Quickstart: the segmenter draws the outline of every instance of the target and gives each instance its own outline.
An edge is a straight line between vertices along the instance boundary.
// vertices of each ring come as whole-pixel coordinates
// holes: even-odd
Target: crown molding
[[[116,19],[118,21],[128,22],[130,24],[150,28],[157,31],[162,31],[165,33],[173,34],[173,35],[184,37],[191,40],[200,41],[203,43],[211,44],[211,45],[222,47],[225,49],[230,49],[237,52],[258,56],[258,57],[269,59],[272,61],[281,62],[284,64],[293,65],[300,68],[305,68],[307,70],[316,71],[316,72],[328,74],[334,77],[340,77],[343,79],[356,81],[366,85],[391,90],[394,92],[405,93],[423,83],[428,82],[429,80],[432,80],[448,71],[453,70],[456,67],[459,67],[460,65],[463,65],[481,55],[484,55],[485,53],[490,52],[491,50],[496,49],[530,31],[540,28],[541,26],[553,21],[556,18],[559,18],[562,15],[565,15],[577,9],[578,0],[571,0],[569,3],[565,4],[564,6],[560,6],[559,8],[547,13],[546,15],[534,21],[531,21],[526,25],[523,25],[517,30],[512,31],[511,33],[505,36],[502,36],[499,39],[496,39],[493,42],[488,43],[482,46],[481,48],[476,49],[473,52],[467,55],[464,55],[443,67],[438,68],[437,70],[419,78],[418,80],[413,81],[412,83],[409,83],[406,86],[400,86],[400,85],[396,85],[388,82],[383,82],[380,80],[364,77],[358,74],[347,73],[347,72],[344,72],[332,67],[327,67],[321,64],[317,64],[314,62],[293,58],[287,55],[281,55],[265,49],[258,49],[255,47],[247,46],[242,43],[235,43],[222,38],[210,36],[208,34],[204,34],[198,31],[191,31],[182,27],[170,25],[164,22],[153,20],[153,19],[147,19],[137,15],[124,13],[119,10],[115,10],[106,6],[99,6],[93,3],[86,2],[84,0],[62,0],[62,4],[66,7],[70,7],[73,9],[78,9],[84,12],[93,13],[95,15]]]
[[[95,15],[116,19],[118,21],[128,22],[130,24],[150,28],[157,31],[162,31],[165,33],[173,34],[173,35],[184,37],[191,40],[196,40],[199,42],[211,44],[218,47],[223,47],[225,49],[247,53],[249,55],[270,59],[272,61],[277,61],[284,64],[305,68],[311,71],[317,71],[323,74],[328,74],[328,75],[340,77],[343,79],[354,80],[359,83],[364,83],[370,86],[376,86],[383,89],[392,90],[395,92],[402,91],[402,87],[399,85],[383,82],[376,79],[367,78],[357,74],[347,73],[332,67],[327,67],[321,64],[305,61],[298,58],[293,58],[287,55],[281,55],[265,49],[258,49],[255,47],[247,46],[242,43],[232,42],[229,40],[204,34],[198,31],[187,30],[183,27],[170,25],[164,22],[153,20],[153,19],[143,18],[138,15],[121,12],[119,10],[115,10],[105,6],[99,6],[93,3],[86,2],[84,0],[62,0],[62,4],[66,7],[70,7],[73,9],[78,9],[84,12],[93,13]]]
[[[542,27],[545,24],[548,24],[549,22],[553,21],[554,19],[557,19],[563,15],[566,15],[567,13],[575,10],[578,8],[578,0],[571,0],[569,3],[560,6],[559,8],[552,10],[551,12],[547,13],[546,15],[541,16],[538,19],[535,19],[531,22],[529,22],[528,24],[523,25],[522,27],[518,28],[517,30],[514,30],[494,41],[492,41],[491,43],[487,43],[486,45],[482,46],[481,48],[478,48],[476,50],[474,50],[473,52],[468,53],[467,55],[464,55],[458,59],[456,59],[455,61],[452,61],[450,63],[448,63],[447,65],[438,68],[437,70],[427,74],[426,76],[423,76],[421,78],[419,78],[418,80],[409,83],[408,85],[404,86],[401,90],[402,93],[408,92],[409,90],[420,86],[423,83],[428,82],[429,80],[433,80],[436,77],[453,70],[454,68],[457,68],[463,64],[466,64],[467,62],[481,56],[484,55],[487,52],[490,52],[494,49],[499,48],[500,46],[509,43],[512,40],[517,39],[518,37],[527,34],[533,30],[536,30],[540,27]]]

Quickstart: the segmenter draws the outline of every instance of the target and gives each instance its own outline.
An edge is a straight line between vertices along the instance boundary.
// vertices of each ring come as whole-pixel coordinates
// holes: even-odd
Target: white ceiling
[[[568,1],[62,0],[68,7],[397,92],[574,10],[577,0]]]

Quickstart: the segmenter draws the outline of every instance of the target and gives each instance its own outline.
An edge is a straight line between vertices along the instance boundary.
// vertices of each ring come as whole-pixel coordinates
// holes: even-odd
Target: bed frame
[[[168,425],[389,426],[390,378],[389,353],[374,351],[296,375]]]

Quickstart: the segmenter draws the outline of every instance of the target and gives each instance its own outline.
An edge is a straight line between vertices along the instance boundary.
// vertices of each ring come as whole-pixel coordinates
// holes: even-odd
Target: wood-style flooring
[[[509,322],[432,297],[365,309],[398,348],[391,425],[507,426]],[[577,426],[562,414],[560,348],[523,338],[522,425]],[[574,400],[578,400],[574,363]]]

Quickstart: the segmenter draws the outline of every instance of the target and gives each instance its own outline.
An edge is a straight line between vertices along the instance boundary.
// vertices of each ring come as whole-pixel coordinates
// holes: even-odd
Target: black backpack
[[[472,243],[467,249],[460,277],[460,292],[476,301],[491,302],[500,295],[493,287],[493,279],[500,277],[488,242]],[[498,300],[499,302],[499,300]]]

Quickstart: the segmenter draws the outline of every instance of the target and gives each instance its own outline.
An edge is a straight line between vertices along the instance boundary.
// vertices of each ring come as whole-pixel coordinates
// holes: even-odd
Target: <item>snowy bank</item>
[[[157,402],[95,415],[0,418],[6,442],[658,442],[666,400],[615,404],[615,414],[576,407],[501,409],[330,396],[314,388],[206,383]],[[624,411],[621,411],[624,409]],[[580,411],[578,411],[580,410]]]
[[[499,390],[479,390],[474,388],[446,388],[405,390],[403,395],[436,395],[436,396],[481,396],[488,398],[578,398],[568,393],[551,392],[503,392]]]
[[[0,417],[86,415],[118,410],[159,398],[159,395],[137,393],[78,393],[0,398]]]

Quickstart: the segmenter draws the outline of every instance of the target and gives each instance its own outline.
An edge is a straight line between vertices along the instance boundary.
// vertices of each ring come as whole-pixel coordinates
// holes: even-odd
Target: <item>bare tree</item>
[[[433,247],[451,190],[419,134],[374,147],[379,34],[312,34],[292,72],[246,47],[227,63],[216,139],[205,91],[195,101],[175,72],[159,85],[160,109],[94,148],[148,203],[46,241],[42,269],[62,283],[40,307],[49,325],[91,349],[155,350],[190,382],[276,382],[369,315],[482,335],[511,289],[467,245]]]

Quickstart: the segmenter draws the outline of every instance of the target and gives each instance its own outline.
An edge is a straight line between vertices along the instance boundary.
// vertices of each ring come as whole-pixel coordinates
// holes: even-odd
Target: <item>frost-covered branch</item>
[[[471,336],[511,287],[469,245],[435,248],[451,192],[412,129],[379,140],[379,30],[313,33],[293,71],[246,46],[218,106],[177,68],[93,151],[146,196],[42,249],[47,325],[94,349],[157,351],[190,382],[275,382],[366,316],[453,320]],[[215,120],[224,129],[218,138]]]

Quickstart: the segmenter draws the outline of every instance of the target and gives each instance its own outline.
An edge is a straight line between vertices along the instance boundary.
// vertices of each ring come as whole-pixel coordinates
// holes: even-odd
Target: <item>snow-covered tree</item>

# Description of the task:
Set out the complete listing exactly as shown.

# Completed exercise:
Quickstart: the segmenter draws the outline of every instance of the target and gives each instance its own outline.
An edge is a straight line between vertices along the instance boundary.
// vertices of each ring come as whole-pixel coordinates
// holes: even-odd
Target: crown molding
[[[116,19],[118,21],[128,22],[130,24],[150,28],[157,31],[162,31],[165,33],[173,34],[173,35],[184,37],[191,40],[200,41],[203,43],[211,44],[211,45],[222,47],[225,49],[230,49],[237,52],[258,56],[258,57],[269,59],[272,61],[281,62],[284,64],[293,65],[300,68],[305,68],[307,70],[316,71],[316,72],[328,74],[334,77],[340,77],[343,79],[356,81],[366,85],[391,90],[394,92],[405,93],[423,83],[428,82],[429,80],[432,80],[448,71],[453,70],[456,67],[459,67],[460,65],[463,65],[481,55],[484,55],[485,53],[490,52],[491,50],[496,49],[530,31],[540,28],[541,26],[553,21],[556,18],[559,18],[562,15],[565,15],[577,9],[578,0],[571,0],[569,3],[565,4],[564,6],[560,6],[559,8],[547,13],[546,15],[534,21],[531,21],[526,25],[523,25],[517,30],[512,31],[511,33],[505,36],[502,36],[499,39],[496,39],[493,42],[488,43],[482,46],[481,48],[476,49],[473,52],[467,55],[464,55],[443,67],[438,68],[437,70],[419,78],[418,80],[413,81],[412,83],[409,83],[406,86],[400,86],[400,85],[396,85],[388,82],[383,82],[380,80],[364,77],[358,74],[347,73],[347,72],[344,72],[332,67],[327,67],[321,64],[317,64],[314,62],[293,58],[287,55],[281,55],[265,49],[258,49],[255,47],[247,46],[242,43],[235,43],[222,38],[210,36],[208,34],[204,34],[198,31],[191,31],[182,27],[170,25],[164,22],[153,20],[153,19],[147,19],[137,15],[124,13],[119,10],[115,10],[106,6],[99,6],[93,3],[86,2],[84,0],[62,0],[62,4],[66,7],[70,7],[73,9],[78,9],[84,12],[93,13],[95,15]]]
[[[95,15],[116,19],[118,21],[128,22],[130,24],[150,28],[157,31],[162,31],[165,33],[173,34],[173,35],[184,37],[191,40],[196,40],[199,42],[211,44],[218,47],[223,47],[225,49],[247,53],[249,55],[270,59],[272,61],[277,61],[284,64],[305,68],[311,71],[317,71],[323,74],[328,74],[328,75],[340,77],[343,79],[354,80],[359,83],[364,83],[370,86],[376,86],[383,89],[392,90],[395,92],[402,91],[402,87],[399,85],[383,82],[376,79],[367,78],[357,74],[347,73],[332,67],[327,67],[321,64],[305,61],[298,58],[293,58],[287,55],[281,55],[265,49],[258,49],[255,47],[247,46],[242,43],[232,42],[229,40],[204,34],[198,31],[187,30],[183,27],[170,25],[164,22],[153,20],[153,19],[143,18],[138,15],[121,12],[119,10],[115,10],[105,6],[99,6],[93,3],[86,2],[84,0],[62,0],[62,4],[66,7],[70,7],[73,9],[78,9],[84,12],[93,13]]]
[[[542,27],[545,24],[548,24],[549,22],[553,21],[554,19],[557,19],[563,15],[566,15],[567,13],[575,10],[578,8],[578,0],[571,0],[569,3],[560,6],[559,8],[552,10],[551,12],[547,13],[546,15],[541,16],[538,19],[535,19],[531,22],[529,22],[528,24],[523,25],[522,27],[518,28],[517,30],[514,30],[494,41],[492,41],[491,43],[487,43],[486,45],[482,46],[481,48],[478,48],[476,50],[474,50],[473,52],[468,53],[467,55],[464,55],[458,59],[456,59],[455,61],[452,61],[450,63],[448,63],[447,65],[438,68],[437,70],[427,74],[426,76],[423,76],[421,78],[419,78],[418,80],[409,83],[408,85],[404,86],[401,90],[402,93],[408,92],[409,90],[420,86],[423,83],[428,82],[429,80],[433,80],[436,77],[453,70],[454,68],[457,68],[463,64],[466,64],[467,62],[481,56],[484,55],[487,52],[490,52],[494,49],[499,48],[500,46],[509,43],[512,40],[517,39],[518,37],[527,34],[533,30],[536,30],[540,27]]]

Quickstart: the segmenter draws the outline of every instance of the target and gives each instance its own outline.
An edge is a straight line between vertices along the instance boundary.
// vertices of each ring come as whole-pixel coordinates
// holes: even-odd
Target: white ceiling
[[[568,1],[62,0],[68,7],[397,92],[574,10],[577,0]]]

Quickstart: the segmenter draws the outline of every instance of the target and gives each instance its own outline.
An edge is a straight line between vertices along the instance boundary.
// vertices of each ring come as whole-pixel coordinates
// holes: even-odd
Target: bed frame
[[[168,425],[389,426],[390,378],[389,353],[374,351],[296,375]]]

Quickstart: the segmenter draws the outline of every instance of the target and gives each instance its own outline.
An edge is a straight line between vertices along the instance boundary.
// vertices of each ring come as whole-pixel coordinates
// holes: even-odd
Target: wood-style flooring
[[[509,322],[432,297],[365,309],[398,348],[391,425],[507,426]],[[577,426],[562,414],[560,348],[523,338],[522,425]],[[574,400],[578,400],[574,363]]]

Quickstart: the segmenter draws the outline of every instance of the target and gives each instance its own outline.
An edge is a straight line between vertices along the instance boundary.
// vertices of each ring come as whole-pixel coordinates
// holes: even-odd
Target: black backpack
[[[472,243],[467,249],[460,277],[460,292],[476,301],[491,302],[500,295],[493,287],[493,279],[500,277],[488,242]],[[498,300],[499,302],[499,300]]]

Quickstart: the segmenter draws the outline of every instance of the target and gives each instance its own outline.
An edge is a straight line between vertices along the instance boundary.
// vertices of each ring come as whole-pixel coordinates
// holes: even-odd
Target: <item>snowy bank</item>
[[[157,402],[95,415],[0,418],[6,442],[658,442],[666,400],[615,404],[615,414],[576,407],[501,409],[330,396],[314,388],[206,383]],[[624,411],[621,411],[624,409]],[[580,411],[578,411],[580,410]]]
[[[499,390],[479,390],[474,388],[446,388],[405,390],[403,395],[436,395],[436,396],[481,396],[488,398],[578,398],[568,393],[551,392],[503,392]]]
[[[0,417],[86,415],[118,410],[159,398],[159,395],[137,393],[78,393],[0,398]]]

Quickstart: the segmenter draws the outline of every instance of the target and gives each instance its own outline.
An edge is a straight line between vertices along the instance boundary.
// vertices of each ring come as whole-pixel coordinates
// holes: even-odd
Target: <item>bare tree</item>
[[[433,247],[451,190],[419,134],[374,147],[379,34],[312,34],[292,72],[246,47],[227,63],[216,139],[205,91],[195,101],[175,72],[159,85],[160,109],[94,148],[148,203],[46,241],[42,269],[62,283],[40,307],[49,325],[91,349],[155,350],[190,382],[276,382],[369,315],[482,335],[511,289],[467,245]]]

Quickstart: the segmenter draws the outline of every instance of the target and gives each instance its own outline.
An edge is a straight line between vertices along the instance boundary.
// vertices of each ring come as whole-pixel coordinates
// holes: even-odd
Target: <item>frost-covered branch</item>
[[[471,336],[511,287],[469,245],[435,248],[451,192],[412,129],[379,140],[379,30],[313,33],[293,71],[246,46],[218,106],[177,68],[93,151],[146,196],[42,249],[47,325],[94,349],[157,351],[190,382],[275,382],[366,316],[453,320]],[[215,120],[224,129],[218,138]]]

Quickstart: the segmenter draws the outline of every instance of the target and gives each instance its own outline.
An edge is a straight line between vertices along the instance boundary.
// vertices of each ring come as whole-pixel coordinates
// holes: even-odd
Target: <item>snow-covered tree</item>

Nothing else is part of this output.